**Job**
Write every line out verbatim and omit the pictures.

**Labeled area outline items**
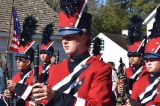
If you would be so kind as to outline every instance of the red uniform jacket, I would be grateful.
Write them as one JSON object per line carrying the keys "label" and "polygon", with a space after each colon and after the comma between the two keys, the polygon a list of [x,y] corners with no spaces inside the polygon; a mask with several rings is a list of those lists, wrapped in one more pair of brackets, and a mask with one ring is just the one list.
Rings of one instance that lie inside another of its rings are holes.
{"label": "red uniform jacket", "polygon": [[[159,78],[158,78],[159,77]],[[160,106],[160,74],[147,74],[133,85],[131,100],[145,106]]]}
{"label": "red uniform jacket", "polygon": [[[108,64],[90,57],[72,77],[69,75],[74,71],[70,73],[67,65],[68,59],[51,67],[48,86],[55,90],[59,84],[60,88],[48,106],[112,106],[112,73]],[[63,80],[66,77],[69,80]]]}
{"label": "red uniform jacket", "polygon": [[[28,95],[26,95],[26,92],[31,92],[32,87],[28,86],[28,85],[33,84],[33,71],[31,71],[29,73],[29,77],[27,77],[24,80],[24,83],[22,83],[22,84],[19,83],[19,81],[21,81],[21,72],[18,72],[17,74],[15,74],[14,77],[12,78],[12,80],[17,83],[17,85],[15,86],[15,89],[14,89],[15,96],[17,96],[19,99],[21,99],[21,98],[27,99],[25,104],[26,104],[26,106],[28,106],[28,101],[29,101],[28,99],[29,98],[28,98]],[[20,105],[20,103],[18,105]]]}

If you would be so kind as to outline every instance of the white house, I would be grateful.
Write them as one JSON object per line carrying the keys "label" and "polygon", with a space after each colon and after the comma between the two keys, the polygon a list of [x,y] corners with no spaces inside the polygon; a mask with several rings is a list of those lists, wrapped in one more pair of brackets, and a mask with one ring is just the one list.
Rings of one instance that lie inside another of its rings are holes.
{"label": "white house", "polygon": [[103,33],[100,33],[99,35],[97,35],[97,37],[104,40],[104,48],[101,51],[104,62],[107,63],[109,61],[112,61],[115,63],[116,68],[118,68],[120,64],[120,57],[122,57],[123,62],[128,67],[129,62],[127,57],[127,51],[125,49],[123,49],[121,46],[119,46],[117,43],[115,43],[113,40],[111,40]]}
{"label": "white house", "polygon": [[157,12],[157,8],[159,7],[160,5],[158,5],[149,15],[148,17],[144,20],[143,24],[145,24],[147,26],[147,36],[149,36],[151,34],[151,32],[149,31],[150,29],[152,29],[153,27],[153,23],[155,21],[155,15],[156,15],[156,12]]}

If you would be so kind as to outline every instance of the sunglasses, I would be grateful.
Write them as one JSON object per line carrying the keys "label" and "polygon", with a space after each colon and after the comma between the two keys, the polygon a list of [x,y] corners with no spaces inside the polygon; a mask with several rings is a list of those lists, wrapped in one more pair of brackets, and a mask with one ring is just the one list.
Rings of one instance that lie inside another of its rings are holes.
{"label": "sunglasses", "polygon": [[24,58],[16,57],[16,61],[26,62],[27,60]]}
{"label": "sunglasses", "polygon": [[147,62],[154,62],[154,61],[160,61],[160,59],[158,59],[158,58],[153,58],[153,59],[145,59],[145,62],[147,63]]}

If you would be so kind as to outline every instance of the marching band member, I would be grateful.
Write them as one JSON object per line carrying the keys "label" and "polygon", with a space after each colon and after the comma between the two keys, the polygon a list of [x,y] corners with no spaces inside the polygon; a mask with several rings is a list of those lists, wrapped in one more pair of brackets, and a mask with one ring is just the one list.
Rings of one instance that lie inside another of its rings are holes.
{"label": "marching band member", "polygon": [[[36,23],[34,17],[28,16],[25,18],[23,24],[23,31],[19,38],[19,49],[15,56],[18,73],[16,73],[11,80],[7,81],[7,86],[13,92],[14,97],[17,97],[16,106],[27,105],[28,102],[23,99],[27,99],[25,92],[31,90],[33,83],[33,70],[31,68],[34,59],[34,49],[32,48],[35,41],[32,40],[32,35],[36,30]],[[4,96],[10,97],[10,90],[4,91]],[[23,99],[21,99],[23,98]]]}
{"label": "marching band member", "polygon": [[52,66],[48,86],[35,84],[32,95],[37,102],[48,100],[47,106],[112,106],[111,68],[88,52],[91,15],[83,11],[86,2],[61,3],[59,35],[69,58]]}
{"label": "marching band member", "polygon": [[153,29],[144,53],[145,65],[149,74],[145,75],[133,86],[131,104],[145,106],[160,105],[160,8],[157,8]]}
{"label": "marching band member", "polygon": [[[137,81],[141,76],[146,74],[146,68],[144,67],[142,56],[144,52],[146,39],[142,35],[142,22],[143,20],[139,18],[139,16],[134,15],[130,19],[129,27],[128,27],[128,59],[130,66],[125,68],[125,75],[127,77],[127,86],[128,91],[125,91],[124,88],[124,79],[123,76],[120,76],[120,80],[118,82],[118,86],[116,88],[116,93],[118,95],[125,93],[129,96],[132,92],[133,83]],[[122,72],[123,73],[123,72]],[[127,97],[129,99],[129,97]],[[125,104],[124,103],[122,104]]]}

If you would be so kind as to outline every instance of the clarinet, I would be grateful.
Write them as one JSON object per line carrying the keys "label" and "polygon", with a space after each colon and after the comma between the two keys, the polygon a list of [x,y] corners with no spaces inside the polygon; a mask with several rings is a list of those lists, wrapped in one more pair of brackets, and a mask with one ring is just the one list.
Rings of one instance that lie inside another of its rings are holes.
{"label": "clarinet", "polygon": [[122,94],[120,94],[120,101],[121,101],[121,106],[125,105],[125,102],[127,99],[129,99],[129,86],[128,86],[128,79],[125,73],[125,64],[122,61],[122,58],[120,58],[119,61],[120,65],[119,65],[119,71],[120,71],[120,76],[123,76],[123,82],[124,82],[124,91]]}
{"label": "clarinet", "polygon": [[59,51],[57,52],[56,54],[56,60],[55,60],[55,63],[58,64],[59,63]]}
{"label": "clarinet", "polygon": [[8,65],[7,65],[7,52],[6,52],[6,55],[5,55],[5,59],[6,61],[3,61],[4,62],[4,66],[3,66],[3,75],[4,75],[4,83],[5,83],[5,89],[8,89],[10,91],[10,98],[6,98],[6,101],[7,101],[7,104],[8,106],[14,106],[14,103],[13,103],[13,92],[10,90],[10,88],[7,86],[7,80],[11,79],[10,78],[10,75],[9,75],[9,71],[8,71]]}
{"label": "clarinet", "polygon": [[34,84],[39,81],[39,45],[36,46],[34,54]]}
{"label": "clarinet", "polygon": [[[39,45],[36,46],[35,54],[34,54],[34,80],[33,84],[39,82]],[[31,98],[34,101],[34,98]],[[35,102],[35,101],[34,101]],[[35,102],[35,106],[39,106],[38,103]]]}

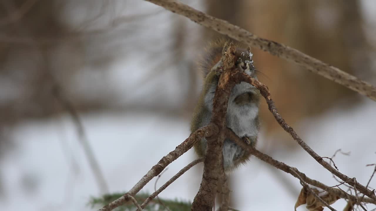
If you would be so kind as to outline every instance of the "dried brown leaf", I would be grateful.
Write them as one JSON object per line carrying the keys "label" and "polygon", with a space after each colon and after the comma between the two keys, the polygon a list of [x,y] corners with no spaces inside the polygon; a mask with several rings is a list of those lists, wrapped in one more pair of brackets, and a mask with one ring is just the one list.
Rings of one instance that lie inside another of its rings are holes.
{"label": "dried brown leaf", "polygon": [[[333,204],[339,199],[340,197],[335,193],[325,192],[325,194],[323,194],[321,190],[319,190],[315,188],[311,188],[311,189],[316,194],[319,195],[323,200],[330,205]],[[322,211],[324,210],[324,207],[325,206],[316,196],[313,195],[310,191],[305,189],[304,188],[302,188],[300,193],[298,197],[297,200],[295,203],[295,210],[299,206],[307,204],[306,207],[309,211]],[[349,210],[351,210],[350,209]]]}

**Reply**
If you would be so kind as to outline every instance of the red uniform jacket, I would be grateful.
Write them as one JSON object per line carrying the keys "label" and "polygon", with a space after each colon and after the comma between the two keys, the polygon a list of [x,y] corners with no spaces inside the polygon; a mask with several rings is a list of those lists, wrapped in one more pair of brackets, and a mask with one ring is just the one list.
Rings of one instance that lie inside another of its rings are holes.
{"label": "red uniform jacket", "polygon": [[[159,78],[158,78],[159,77]],[[160,106],[160,74],[147,74],[133,85],[131,100],[145,106]]]}
{"label": "red uniform jacket", "polygon": [[[108,64],[90,57],[72,77],[69,75],[74,71],[70,73],[67,65],[68,59],[51,67],[48,86],[55,90],[59,84],[60,88],[48,106],[112,106],[112,73]],[[63,80],[66,77],[69,80]]]}
{"label": "red uniform jacket", "polygon": [[[28,95],[26,95],[26,92],[31,92],[32,87],[28,86],[28,85],[33,84],[33,71],[31,71],[29,73],[29,77],[27,77],[24,80],[24,83],[22,83],[22,84],[19,83],[19,81],[21,81],[21,72],[18,72],[17,74],[15,74],[14,77],[12,78],[12,80],[17,83],[17,85],[15,86],[15,89],[14,89],[15,96],[17,96],[19,99],[21,99],[21,98],[27,99],[25,104],[26,104],[26,106],[28,106],[28,101],[29,101],[28,99],[29,98],[28,98]],[[20,105],[20,103],[18,105]]]}

If you would be so kind as to outline every instance of the white house, I would be grateful.
Write them as one JSON object per line carrying the keys "label" and "polygon", with a space after each colon and after the comma between the two keys, the polygon a list of [x,y] corners with no spaces inside the polygon; a mask with several rings is a list of those lists, wrapped in one more pair of brackets, and a mask with one ring is just the one list.
Rings of one instance that lie inside another of its rings are holes.
{"label": "white house", "polygon": [[103,33],[100,33],[99,35],[97,35],[97,37],[104,40],[104,48],[101,51],[104,62],[107,63],[109,61],[112,61],[115,63],[116,68],[118,68],[120,64],[120,57],[122,57],[123,62],[128,67],[129,62],[127,57],[127,51],[125,49],[123,49],[121,46],[119,46],[117,43],[115,43],[113,40],[111,40]]}
{"label": "white house", "polygon": [[157,12],[157,8],[159,7],[160,5],[158,5],[149,15],[148,17],[144,20],[143,24],[145,24],[147,26],[147,36],[149,36],[151,34],[151,32],[149,31],[150,29],[152,29],[153,27],[153,23],[155,21],[155,15],[156,15],[156,12]]}

If you would be so kind as to outline every instance of the sunglasses, I would be grateful.
Write them as one JSON object per line carrying the keys "label" and "polygon", with a space after each colon and after the comma between the two keys, the polygon a list of [x,y] corners with no spaces inside the polygon; a mask with several rings is a list of those lists, wrapped in one more pair of brackets, and a mask with one ring is just the one list.
Rings of one instance that lie inside another of its rings are holes.
{"label": "sunglasses", "polygon": [[24,58],[16,57],[16,61],[26,62],[27,60]]}
{"label": "sunglasses", "polygon": [[147,62],[154,62],[154,61],[160,61],[160,59],[158,59],[158,58],[153,58],[153,59],[145,59],[145,62],[147,63]]}

If you would be so kind as to outline every instance of the marching band member, I would be grateful.
Write them as one JSON object per line carrying the keys "label" and "polygon", with a space after each colon and after the comma between the two keys, the polygon a list of [x,y] corners with no spaces inside the polygon; a mask with several rings is a list of those lists, wrapped in one more pair of brackets, and a mask with one ring is just the one list.
Rings of one instance that lie inside another of its rings are holes.
{"label": "marching band member", "polygon": [[[36,23],[34,17],[28,16],[25,18],[23,24],[23,31],[19,38],[19,49],[15,56],[18,73],[16,73],[11,80],[7,81],[7,86],[13,92],[14,97],[17,97],[16,106],[27,105],[28,102],[23,99],[27,99],[25,92],[31,90],[33,83],[33,70],[31,68],[34,59],[34,49],[32,48],[35,41],[32,40],[32,35],[36,30]],[[4,96],[10,97],[10,90],[4,91]],[[23,99],[21,99],[23,98]]]}
{"label": "marching band member", "polygon": [[52,66],[48,86],[35,84],[32,95],[37,102],[48,100],[47,106],[112,106],[111,68],[88,52],[91,15],[83,11],[86,2],[61,3],[59,35],[69,58]]}
{"label": "marching band member", "polygon": [[153,29],[144,53],[145,65],[149,74],[145,75],[133,86],[131,104],[145,106],[160,105],[160,8],[157,8]]}
{"label": "marching band member", "polygon": [[[137,81],[141,76],[146,74],[146,68],[144,67],[142,56],[144,52],[146,39],[142,35],[142,22],[143,20],[139,18],[139,16],[134,15],[130,19],[129,27],[128,27],[128,59],[130,66],[125,68],[125,75],[127,77],[127,86],[128,91],[125,91],[124,88],[124,79],[123,76],[120,76],[120,80],[118,82],[118,86],[116,88],[116,93],[118,95],[125,93],[129,96],[132,92],[133,83]],[[122,72],[123,73],[123,72]],[[127,97],[129,99],[129,97]],[[125,104],[124,103],[122,104]]]}

If you would be so kind as to outline every instance of the clarinet, I would be grateful.
Write them as one JSON object per line carrying the keys "label" and "polygon", with a space after each colon and after the comma between the two keys, the polygon a list of [x,y] corners with no spaces inside the polygon; a mask with several rings is a list of those lists, wrapped in one more pair of brackets, and a mask with one ring is just the one list.
Rings of one instance that lie inside another of its rings are holes.
{"label": "clarinet", "polygon": [[122,94],[120,94],[120,101],[121,101],[121,106],[125,105],[125,102],[127,99],[129,99],[129,86],[128,86],[128,79],[125,73],[125,64],[122,61],[122,58],[120,58],[119,61],[120,65],[119,65],[119,71],[120,71],[120,76],[123,76],[123,82],[124,82],[124,91]]}
{"label": "clarinet", "polygon": [[59,51],[57,52],[56,54],[56,60],[55,60],[55,63],[58,64],[59,63]]}
{"label": "clarinet", "polygon": [[8,65],[7,65],[7,52],[6,52],[6,55],[5,55],[5,59],[6,61],[3,61],[4,62],[4,66],[3,66],[3,75],[4,75],[4,83],[5,83],[5,89],[8,89],[10,91],[10,98],[6,98],[6,101],[7,101],[7,104],[8,106],[14,106],[14,103],[13,103],[13,92],[10,90],[10,88],[7,86],[7,80],[11,79],[10,78],[10,75],[9,75],[9,71],[8,71]]}
{"label": "clarinet", "polygon": [[34,84],[39,81],[39,45],[36,46],[34,54]]}
{"label": "clarinet", "polygon": [[[39,45],[36,46],[35,54],[34,54],[34,80],[33,84],[39,82]],[[31,98],[34,101],[34,98]],[[35,102],[35,101],[34,101]],[[35,102],[35,106],[39,106],[38,103]]]}

If you would be so kind as to outline every instance of the "dried brown leaf", I would be grateful.
Write them as one JSON object per line carrying the keys "label" and "polygon", with a space after each colon and after the comma between the two keys, the polygon a list of [x,y] corners with no spaces inside the polygon; a mask with several rings is a list of those lists, wrapped in one more pair of brackets, and a mask with one ring is just the one list.
Rings of one instance that lie inside another of its rings are holes.
{"label": "dried brown leaf", "polygon": [[[333,204],[339,199],[340,197],[335,193],[325,192],[325,194],[323,194],[321,190],[319,190],[315,188],[311,188],[311,189],[316,194],[319,195],[323,200],[330,205]],[[322,211],[324,210],[324,207],[325,206],[316,196],[313,195],[310,191],[305,189],[304,188],[302,188],[300,193],[298,197],[297,200],[295,203],[295,210],[299,206],[307,204],[306,207],[309,211]],[[349,210],[351,210],[350,209]]]}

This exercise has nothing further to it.